**Supplied records**
_ _ _ _ _
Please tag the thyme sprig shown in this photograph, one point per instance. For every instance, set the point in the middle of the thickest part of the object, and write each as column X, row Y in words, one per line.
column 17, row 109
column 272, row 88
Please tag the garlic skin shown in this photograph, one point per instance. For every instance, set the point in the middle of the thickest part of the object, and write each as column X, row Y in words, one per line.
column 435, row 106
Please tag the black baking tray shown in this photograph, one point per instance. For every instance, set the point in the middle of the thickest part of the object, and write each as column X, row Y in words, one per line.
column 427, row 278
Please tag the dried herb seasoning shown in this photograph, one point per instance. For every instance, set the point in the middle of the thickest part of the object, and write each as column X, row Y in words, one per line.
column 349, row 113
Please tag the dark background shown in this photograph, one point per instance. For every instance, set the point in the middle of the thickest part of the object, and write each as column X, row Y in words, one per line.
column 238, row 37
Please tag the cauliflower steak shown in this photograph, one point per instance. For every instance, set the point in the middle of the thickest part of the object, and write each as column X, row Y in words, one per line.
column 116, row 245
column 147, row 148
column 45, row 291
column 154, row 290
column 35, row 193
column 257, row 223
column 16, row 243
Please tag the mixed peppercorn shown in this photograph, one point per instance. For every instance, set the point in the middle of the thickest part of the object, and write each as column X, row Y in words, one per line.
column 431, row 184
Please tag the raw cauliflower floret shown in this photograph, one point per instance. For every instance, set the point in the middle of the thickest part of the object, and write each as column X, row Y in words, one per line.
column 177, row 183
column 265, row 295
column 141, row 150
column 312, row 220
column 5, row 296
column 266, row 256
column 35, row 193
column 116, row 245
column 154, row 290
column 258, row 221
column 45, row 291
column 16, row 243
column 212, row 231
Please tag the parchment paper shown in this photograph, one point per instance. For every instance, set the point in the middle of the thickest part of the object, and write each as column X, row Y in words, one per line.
_ _ _ _ _
**What you need to do**
A faithful, word-for-word transcript of the material above is the required answer.

**Response area**
Please tag the thyme sprig shown in this photograph, one point per instance. For every instance, set the point in the middle of the thickest part of the object, and write each as column X, row Y in words, one per line.
column 17, row 109
column 272, row 88
Please tag the garlic skin shown in this photograph, one point per instance. For every instance, set the point in the middle of the thickest part of the object, and write each as column X, row Y in words, one per line.
column 435, row 106
Please tag the black baking tray shown in this photograph, one point per instance. For every instance, set the point in the middle of the thickest part of the object, and write each as column X, row Y in words, one per line.
column 427, row 278
Please tag the dried herb seasoning shown in this photograph, one point per instance. For every instance, set the point in the middle of the thickest part of the object, and write each as column X, row Y in words, one per line.
column 349, row 113
Please tag the dark background shown in this photograph, one point per instance. For every instance, set the point in the middle of the thickest part of the object, and write each as column X, row Y in words, one per line.
column 238, row 37
Please tag the cauliflower steak shown in this photograph, one point per instance. For every instance, set the point in the middle of the thickest part of the object, and write each as column X, row Y in words, one per line.
column 116, row 245
column 147, row 148
column 45, row 291
column 154, row 290
column 35, row 193
column 257, row 223
column 16, row 243
Please tag the mixed peppercorn shown in this photograph, one point per instance. For every instance, set the point in the middle of the thickest part of the object, and write each as column X, row Y in words, one per line.
column 431, row 184
Please tag the raw cauliflower floret shown in this photograph, one point per instance. For every instance, set the point in the middle of the thickest part of the object, and write each as column X, row Y in words, one per line.
column 177, row 183
column 265, row 295
column 141, row 150
column 312, row 220
column 5, row 296
column 266, row 256
column 35, row 193
column 116, row 245
column 154, row 290
column 258, row 221
column 45, row 291
column 16, row 243
column 212, row 231
Please tag the parchment paper shown in this photograph, one point per instance. For every instance, set the point in the middle of the thickest part of the object, and write each as column X, row Y in words, one per line.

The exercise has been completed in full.